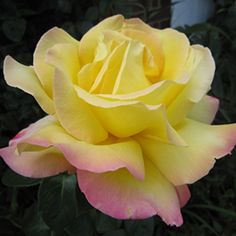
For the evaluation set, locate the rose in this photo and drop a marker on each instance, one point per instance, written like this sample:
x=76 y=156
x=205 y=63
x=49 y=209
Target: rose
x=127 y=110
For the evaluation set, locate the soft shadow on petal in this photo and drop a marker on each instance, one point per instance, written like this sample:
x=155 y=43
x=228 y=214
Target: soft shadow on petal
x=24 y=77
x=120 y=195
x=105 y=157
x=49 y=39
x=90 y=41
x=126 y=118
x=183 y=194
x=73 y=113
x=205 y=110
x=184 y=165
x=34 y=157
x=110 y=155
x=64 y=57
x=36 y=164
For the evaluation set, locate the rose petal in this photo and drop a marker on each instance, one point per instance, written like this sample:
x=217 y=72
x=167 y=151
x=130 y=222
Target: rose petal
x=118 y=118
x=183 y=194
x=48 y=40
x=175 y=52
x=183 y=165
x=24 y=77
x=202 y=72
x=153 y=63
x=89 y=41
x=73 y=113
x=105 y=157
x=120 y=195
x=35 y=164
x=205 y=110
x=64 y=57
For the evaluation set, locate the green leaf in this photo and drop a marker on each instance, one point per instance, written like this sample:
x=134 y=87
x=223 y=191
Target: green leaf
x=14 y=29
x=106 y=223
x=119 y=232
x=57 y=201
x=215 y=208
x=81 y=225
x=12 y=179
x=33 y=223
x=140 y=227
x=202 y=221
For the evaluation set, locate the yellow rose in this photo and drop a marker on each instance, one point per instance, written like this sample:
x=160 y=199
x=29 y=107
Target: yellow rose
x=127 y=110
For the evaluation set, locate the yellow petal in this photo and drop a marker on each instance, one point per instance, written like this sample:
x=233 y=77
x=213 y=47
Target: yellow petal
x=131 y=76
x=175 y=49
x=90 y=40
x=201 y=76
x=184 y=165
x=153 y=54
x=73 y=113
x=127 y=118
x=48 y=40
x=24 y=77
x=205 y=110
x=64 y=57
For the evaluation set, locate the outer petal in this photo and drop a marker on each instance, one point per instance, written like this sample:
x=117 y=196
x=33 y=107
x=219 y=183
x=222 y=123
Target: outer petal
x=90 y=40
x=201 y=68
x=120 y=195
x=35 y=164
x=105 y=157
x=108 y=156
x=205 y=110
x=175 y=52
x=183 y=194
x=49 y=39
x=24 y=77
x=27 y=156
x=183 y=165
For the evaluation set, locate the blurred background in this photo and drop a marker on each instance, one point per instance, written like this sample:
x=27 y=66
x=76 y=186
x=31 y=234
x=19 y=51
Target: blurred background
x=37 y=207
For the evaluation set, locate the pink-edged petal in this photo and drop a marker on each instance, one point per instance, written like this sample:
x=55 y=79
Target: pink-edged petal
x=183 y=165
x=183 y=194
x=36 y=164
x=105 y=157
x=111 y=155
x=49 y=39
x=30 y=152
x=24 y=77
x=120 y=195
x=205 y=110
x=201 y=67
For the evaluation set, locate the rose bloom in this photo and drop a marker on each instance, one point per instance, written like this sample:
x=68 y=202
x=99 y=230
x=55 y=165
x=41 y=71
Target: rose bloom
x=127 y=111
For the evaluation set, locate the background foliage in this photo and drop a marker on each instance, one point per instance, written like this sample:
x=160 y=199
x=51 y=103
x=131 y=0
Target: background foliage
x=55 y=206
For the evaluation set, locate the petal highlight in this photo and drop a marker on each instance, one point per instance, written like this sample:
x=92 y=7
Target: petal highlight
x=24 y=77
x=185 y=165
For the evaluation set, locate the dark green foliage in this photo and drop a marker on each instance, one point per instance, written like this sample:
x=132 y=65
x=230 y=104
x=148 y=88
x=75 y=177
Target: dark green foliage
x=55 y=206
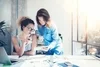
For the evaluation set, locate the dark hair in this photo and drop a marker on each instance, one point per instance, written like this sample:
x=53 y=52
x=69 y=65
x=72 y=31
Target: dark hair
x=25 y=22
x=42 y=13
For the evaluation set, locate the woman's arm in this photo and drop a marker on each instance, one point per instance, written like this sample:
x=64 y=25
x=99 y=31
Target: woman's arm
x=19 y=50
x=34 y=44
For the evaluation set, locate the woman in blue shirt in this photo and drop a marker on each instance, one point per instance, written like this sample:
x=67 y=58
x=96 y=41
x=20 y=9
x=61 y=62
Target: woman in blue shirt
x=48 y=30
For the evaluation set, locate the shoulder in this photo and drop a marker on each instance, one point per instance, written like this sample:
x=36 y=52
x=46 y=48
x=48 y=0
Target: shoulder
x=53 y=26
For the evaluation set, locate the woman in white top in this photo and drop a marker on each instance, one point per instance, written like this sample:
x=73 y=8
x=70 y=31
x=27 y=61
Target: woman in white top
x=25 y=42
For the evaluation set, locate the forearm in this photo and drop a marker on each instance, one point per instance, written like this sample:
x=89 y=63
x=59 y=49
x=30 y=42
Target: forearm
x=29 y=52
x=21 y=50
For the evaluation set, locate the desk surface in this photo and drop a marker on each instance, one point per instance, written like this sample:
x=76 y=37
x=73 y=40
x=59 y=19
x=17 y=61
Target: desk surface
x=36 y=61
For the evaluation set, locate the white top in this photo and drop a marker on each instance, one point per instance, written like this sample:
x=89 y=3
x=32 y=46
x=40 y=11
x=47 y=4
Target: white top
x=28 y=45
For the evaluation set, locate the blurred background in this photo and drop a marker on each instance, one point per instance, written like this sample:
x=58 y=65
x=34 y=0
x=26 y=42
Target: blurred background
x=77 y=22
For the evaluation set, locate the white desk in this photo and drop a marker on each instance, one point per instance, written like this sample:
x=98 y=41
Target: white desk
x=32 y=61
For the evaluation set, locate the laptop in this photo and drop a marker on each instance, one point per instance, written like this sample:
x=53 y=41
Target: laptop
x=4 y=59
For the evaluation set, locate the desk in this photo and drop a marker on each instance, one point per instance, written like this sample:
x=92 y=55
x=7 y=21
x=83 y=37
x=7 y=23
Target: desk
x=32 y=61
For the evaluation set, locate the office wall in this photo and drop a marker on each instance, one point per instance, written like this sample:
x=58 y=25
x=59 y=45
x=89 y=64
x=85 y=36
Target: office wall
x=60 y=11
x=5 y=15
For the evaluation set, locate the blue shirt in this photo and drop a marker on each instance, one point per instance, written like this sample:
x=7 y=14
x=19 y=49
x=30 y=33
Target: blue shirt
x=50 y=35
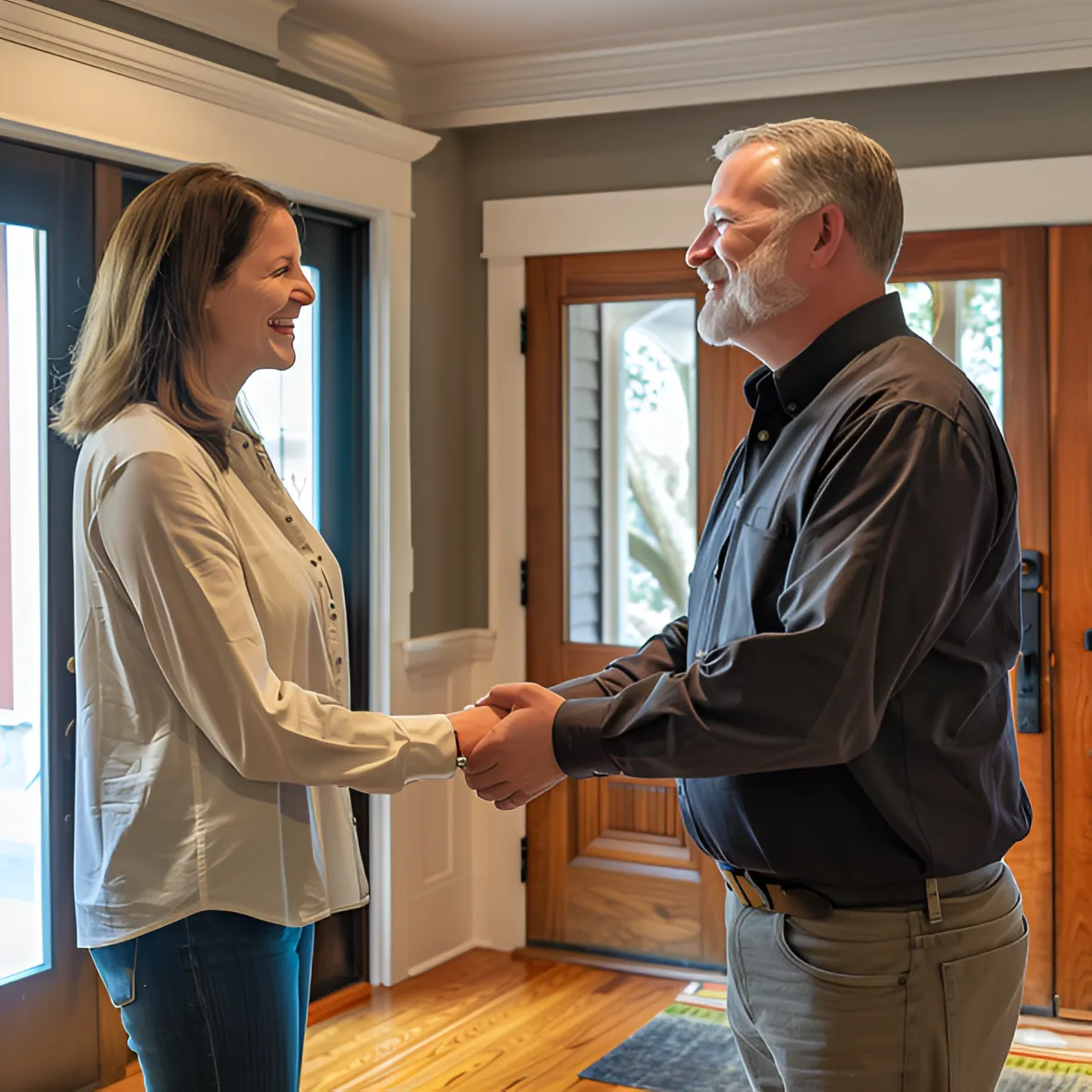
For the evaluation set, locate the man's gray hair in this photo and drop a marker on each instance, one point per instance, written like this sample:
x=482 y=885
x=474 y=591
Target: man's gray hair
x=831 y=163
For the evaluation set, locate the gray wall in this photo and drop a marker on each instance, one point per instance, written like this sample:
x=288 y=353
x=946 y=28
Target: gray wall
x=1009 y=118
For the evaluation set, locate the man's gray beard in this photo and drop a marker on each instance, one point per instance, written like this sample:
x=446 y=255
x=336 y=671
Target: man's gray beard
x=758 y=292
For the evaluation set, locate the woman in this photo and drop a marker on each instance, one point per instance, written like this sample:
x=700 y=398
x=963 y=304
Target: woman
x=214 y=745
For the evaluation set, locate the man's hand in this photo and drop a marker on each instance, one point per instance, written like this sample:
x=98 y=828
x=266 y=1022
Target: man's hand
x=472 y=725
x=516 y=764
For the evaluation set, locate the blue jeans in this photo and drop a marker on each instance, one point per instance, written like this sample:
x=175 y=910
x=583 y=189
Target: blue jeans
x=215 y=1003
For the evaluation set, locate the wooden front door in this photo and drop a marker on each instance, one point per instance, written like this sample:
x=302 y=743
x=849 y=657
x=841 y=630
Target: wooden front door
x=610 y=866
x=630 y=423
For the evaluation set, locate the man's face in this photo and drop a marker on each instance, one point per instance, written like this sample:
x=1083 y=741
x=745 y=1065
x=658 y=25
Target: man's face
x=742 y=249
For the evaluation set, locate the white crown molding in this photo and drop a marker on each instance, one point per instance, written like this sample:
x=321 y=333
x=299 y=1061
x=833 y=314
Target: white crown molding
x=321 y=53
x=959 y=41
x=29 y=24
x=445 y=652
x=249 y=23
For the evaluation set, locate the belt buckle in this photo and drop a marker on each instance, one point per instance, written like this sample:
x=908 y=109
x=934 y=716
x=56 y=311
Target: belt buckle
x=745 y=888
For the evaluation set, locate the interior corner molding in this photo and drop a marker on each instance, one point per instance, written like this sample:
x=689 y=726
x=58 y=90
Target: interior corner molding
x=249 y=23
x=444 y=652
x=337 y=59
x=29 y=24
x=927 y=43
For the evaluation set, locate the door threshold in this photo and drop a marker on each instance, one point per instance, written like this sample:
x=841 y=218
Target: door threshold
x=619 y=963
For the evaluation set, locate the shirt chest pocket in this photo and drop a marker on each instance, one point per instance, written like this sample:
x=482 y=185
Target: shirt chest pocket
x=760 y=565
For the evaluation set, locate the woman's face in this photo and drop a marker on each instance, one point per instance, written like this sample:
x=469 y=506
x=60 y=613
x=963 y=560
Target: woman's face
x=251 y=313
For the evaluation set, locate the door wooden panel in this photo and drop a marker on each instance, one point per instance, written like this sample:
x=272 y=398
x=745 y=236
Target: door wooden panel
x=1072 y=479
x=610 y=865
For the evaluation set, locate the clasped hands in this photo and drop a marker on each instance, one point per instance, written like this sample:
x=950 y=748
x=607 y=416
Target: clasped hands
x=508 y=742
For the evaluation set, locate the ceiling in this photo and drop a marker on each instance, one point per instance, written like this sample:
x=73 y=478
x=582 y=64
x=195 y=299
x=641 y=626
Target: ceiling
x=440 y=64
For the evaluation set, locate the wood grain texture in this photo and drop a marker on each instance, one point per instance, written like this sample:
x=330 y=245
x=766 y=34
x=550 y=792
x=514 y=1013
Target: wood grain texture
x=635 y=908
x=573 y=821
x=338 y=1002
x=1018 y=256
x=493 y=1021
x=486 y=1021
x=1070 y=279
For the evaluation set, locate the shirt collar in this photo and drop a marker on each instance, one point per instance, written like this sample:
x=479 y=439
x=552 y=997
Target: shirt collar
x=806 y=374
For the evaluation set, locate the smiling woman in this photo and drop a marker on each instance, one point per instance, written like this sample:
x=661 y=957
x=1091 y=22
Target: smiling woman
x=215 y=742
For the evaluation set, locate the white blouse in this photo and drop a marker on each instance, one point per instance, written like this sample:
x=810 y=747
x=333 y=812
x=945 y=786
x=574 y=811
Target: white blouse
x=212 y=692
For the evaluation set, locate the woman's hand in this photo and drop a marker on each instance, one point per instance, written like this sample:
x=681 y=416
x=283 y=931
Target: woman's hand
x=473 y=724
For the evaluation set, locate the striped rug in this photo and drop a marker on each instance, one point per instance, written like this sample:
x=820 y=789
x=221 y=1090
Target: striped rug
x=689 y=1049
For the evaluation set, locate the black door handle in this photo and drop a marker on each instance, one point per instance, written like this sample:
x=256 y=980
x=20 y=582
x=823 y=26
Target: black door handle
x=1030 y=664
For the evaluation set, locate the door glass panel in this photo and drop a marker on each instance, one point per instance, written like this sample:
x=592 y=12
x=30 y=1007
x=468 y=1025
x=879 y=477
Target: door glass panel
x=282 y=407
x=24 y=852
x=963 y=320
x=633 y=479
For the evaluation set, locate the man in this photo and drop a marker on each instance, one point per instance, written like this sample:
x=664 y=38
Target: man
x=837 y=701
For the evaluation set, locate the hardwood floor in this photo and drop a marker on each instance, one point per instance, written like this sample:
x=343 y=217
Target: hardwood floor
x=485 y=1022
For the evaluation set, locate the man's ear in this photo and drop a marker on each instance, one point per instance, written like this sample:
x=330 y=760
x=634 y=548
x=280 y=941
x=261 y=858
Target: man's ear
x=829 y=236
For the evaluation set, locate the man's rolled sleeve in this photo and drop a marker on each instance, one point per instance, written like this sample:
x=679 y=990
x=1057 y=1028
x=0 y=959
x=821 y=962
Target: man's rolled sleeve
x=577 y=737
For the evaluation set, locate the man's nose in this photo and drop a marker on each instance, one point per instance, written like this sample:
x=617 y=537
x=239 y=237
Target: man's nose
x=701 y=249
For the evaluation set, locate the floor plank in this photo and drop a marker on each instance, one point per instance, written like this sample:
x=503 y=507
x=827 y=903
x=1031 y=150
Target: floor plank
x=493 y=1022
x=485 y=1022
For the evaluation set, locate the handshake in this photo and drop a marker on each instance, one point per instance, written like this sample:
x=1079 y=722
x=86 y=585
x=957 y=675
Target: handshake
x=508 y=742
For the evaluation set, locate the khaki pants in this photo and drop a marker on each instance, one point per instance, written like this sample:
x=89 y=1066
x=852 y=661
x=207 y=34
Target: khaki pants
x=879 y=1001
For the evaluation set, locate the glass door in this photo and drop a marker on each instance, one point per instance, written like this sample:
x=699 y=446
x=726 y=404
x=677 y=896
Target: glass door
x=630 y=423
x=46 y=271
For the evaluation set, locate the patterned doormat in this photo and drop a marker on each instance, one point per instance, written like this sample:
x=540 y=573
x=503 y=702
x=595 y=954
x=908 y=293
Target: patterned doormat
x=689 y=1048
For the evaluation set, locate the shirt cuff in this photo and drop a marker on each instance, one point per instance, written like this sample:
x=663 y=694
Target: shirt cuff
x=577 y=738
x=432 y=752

----------------------------------------

• **YOUR TASK**:
Quote verbatim the line containing "For the evaluation set, locate the patterned" and every line after it through the end of the records above.

• **ANSWER BELOW**:
For the evaluation set, locate the patterned doormat in this photo and drop a marker on each instance, one point per instance, written like this sample:
x=540 y=573
x=503 y=702
x=595 y=954
x=908 y=293
Target: patterned doormat
x=689 y=1048
For the evaluation set, locate the shirt cuff in this photo and drop a marker on each instance, one point per instance, written like this sample:
x=663 y=694
Target: shirt cuff
x=577 y=738
x=432 y=752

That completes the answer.